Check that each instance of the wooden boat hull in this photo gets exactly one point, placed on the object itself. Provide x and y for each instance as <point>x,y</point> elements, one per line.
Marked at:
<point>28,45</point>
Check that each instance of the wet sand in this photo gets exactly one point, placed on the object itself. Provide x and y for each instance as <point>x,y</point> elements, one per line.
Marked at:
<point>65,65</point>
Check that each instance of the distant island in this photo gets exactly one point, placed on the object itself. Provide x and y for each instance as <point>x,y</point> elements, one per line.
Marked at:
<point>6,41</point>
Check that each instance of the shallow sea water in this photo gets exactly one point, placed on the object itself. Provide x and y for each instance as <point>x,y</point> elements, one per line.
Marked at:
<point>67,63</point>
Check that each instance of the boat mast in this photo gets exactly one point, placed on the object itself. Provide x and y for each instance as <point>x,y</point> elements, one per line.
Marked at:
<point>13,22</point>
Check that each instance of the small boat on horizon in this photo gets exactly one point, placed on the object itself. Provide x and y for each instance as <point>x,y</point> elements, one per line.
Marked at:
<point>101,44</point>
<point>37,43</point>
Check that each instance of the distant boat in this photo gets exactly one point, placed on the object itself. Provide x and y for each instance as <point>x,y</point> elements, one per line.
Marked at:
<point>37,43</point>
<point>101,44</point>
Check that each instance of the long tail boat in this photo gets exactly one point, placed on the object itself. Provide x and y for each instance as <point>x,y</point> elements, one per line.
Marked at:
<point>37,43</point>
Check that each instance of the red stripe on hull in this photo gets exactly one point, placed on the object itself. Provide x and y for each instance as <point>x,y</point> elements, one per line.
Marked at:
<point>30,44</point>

• • • •

Where a line of the material holds the word "Provide", copy that line.

Check that each instance of the wooden boat hull in this photo gets exactly one point, placed on the object itself. Provide x and y for each instance as <point>x,y</point> elements, one per line.
Check that each instance of the wet sand in this photo gets exactly one point, placed on the object itself. Provide x and y for each instance as <point>x,y</point> elements, one per line.
Check that each instance of the distant island in this photo gets exactly one point, placed on the object itself. Provide x and y for each instance as <point>x,y</point> elements, one per line.
Check that each instance of the shallow sea water in this photo gets exactly one point, placed on the object itself. Provide x and y for each instance as <point>x,y</point> elements, one per line.
Check that each instance of the boat mast in this photo gets exactly one point, placed on the object itself. Provide x and y for each instance as <point>x,y</point> elements, one per line.
Check that each instance of the small boat on horizon in this photo gets exactly one point, placed on the object itself. Provide x and y for each instance as <point>x,y</point> elements, one per line.
Check that each instance of the distant boat in this photo gets exactly one point, placed on the object itself. Provide x and y for each instance as <point>x,y</point> elements, one per line.
Check that each instance of the long tail boat in this photo gets exactly one point, placed on the object itself. Provide x and y for each instance as <point>x,y</point> elements, one per line.
Check that each instance of the red stripe on hull in this photo gets exactly one point, placed on the object itself. Provide x and y for each instance as <point>x,y</point> elements, one per line.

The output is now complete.